§ Passage to read:
━━━━━━━━━━━━━━━━━━━━

File spoon-archives/nietzsche.archive/nietzsche_1995/nietzsche_May.95, message 13


Subject: re: no facts?
Date: Thu, 4 May 95 11:51:09 MDT
From: "Nathan Bauer" <njbauer-AT-acs.ucalgary.ca>


On May 3, after very nicely describing/explaining Nietzsche's
perspectivism, Eric D. Lindberg wrote:
"What I am not fully clear about is who Nietzsche's initial
audience was (ie. who thought that facts could provide
substantive truths?)."

I would suggest that the answer to your question is damn near
everyone:  Hegel and his ilk, the German metaphysicists, the
general Christian population, and the scientific community.
(Just read Stephen Hawking's A BRIEF HISTORY OF TIME to see how
pervasive the belief in objective/absolute truth remains among
scientists.)

━━━━━━━━━━━━━━━━━━━━

§ Extracted data:
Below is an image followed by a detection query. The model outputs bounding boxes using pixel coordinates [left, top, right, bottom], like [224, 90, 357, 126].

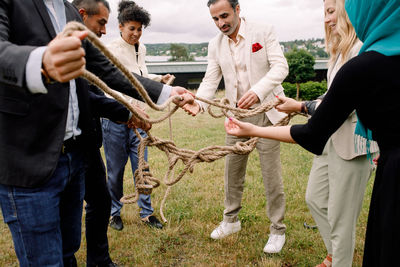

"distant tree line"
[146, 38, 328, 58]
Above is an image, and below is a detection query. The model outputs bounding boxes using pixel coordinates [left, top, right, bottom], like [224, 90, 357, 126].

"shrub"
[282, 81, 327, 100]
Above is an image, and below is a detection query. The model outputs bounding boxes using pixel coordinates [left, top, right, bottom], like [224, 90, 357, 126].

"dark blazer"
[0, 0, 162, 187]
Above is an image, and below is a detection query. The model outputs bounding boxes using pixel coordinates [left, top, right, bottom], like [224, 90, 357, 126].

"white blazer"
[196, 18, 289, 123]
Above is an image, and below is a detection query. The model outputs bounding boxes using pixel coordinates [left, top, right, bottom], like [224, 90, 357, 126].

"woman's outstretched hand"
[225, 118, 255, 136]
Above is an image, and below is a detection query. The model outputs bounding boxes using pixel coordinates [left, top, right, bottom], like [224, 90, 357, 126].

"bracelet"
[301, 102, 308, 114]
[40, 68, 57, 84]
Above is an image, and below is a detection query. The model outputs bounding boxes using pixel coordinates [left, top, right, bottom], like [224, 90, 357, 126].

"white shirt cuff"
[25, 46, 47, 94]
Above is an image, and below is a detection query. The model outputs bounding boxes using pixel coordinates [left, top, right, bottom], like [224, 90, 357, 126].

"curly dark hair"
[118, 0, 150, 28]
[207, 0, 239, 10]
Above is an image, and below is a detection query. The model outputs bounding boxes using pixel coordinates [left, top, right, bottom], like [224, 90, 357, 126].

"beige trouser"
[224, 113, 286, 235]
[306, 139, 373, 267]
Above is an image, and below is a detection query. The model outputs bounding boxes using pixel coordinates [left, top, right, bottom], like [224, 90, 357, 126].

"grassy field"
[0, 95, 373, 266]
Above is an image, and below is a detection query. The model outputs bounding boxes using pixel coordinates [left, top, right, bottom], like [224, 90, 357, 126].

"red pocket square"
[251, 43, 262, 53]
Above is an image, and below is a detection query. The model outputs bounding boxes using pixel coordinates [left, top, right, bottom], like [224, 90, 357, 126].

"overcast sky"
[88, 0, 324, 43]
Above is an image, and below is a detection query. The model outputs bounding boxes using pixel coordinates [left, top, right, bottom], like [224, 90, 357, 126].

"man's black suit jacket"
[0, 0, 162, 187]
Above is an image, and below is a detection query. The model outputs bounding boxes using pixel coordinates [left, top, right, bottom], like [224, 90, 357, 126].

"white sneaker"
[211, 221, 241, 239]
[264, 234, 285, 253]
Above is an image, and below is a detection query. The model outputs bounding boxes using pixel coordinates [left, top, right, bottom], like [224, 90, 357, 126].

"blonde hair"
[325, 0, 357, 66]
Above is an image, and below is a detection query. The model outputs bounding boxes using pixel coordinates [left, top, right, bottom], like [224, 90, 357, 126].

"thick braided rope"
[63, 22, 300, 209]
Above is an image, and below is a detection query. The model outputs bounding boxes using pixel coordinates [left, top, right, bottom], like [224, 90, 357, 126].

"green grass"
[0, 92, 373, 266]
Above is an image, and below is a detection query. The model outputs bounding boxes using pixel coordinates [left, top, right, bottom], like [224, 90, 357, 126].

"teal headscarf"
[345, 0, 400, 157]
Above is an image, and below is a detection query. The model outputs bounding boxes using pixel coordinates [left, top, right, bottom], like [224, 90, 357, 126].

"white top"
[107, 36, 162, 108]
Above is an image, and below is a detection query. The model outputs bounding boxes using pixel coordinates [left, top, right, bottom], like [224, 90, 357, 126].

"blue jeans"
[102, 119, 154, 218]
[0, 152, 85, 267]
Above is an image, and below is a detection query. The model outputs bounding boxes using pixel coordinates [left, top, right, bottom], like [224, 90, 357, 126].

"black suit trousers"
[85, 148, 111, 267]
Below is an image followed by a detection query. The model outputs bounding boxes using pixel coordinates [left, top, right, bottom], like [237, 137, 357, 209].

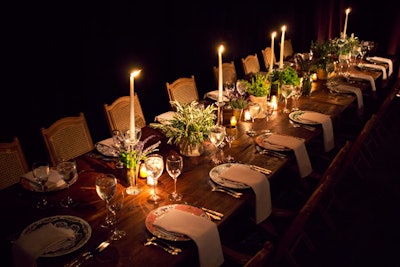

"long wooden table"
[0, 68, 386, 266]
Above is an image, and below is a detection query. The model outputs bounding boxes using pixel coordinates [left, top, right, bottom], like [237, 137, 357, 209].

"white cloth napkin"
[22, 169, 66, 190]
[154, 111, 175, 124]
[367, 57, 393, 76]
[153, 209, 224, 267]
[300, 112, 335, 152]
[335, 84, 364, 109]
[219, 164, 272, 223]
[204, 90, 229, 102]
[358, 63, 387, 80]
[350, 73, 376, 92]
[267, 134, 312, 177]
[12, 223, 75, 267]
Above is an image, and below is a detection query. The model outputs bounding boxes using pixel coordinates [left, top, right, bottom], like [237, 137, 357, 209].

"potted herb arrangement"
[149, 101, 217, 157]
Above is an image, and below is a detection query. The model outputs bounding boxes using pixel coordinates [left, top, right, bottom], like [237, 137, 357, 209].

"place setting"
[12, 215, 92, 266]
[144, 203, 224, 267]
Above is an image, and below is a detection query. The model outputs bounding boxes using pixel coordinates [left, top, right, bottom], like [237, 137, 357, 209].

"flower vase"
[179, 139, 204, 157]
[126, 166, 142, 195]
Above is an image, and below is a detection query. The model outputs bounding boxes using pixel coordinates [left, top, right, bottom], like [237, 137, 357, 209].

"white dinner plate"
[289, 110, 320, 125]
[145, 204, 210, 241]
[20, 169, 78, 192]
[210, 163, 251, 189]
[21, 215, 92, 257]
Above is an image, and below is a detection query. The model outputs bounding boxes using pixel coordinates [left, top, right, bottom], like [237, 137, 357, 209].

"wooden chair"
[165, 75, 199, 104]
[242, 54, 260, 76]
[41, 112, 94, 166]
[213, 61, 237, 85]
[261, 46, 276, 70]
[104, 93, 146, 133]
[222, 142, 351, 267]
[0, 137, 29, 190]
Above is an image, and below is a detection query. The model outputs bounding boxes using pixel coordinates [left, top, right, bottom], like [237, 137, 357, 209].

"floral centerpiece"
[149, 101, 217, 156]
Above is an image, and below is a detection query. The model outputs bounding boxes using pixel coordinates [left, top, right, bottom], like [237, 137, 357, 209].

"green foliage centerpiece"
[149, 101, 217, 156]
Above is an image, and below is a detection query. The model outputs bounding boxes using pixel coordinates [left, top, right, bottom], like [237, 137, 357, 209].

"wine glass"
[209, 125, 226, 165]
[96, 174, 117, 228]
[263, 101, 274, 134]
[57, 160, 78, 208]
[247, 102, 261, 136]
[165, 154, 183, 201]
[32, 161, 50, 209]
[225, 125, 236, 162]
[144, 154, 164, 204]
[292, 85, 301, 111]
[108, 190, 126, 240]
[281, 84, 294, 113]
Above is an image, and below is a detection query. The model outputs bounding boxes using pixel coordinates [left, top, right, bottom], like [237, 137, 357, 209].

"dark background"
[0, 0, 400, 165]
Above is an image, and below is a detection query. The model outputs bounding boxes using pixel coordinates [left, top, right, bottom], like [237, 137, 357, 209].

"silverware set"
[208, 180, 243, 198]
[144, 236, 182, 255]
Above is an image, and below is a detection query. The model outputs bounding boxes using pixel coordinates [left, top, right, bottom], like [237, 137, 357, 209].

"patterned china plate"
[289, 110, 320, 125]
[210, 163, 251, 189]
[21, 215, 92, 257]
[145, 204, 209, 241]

━━━━━━━━━━━━━━━━━━━━

§ Set of tasks:
[1] In the Nietzsche message, which book does Nathan Bauer recommend as evidence that scientists still widely believe in objective or absolute truth?
[2] Carry on the Nietzsche message from its last sentence, keeping its voice.

§ Responses by task:
[1] Stephen Hawking's A BRIEF HISTORY OF TIME.

[2]
Nietzsche believed, quite correctly, that his perspectivism would
be strongly resisted by his contemporaries and successors.  Thus,
in BEYOND GOOD AND EVIL he noted:
"But who has the will to concern himself with such dangerous
maybes?  For that, one really has to wait for the advent of a new
species of philosophers, such as have somehow another and
converse taste and propensity from those we have known so far--
philosophers of the dangerous 'maybe' in every sense." (BGE, 2)

Bye all,
    Nathan Bauer (njbauer-AT-acs.ucalgary.ca)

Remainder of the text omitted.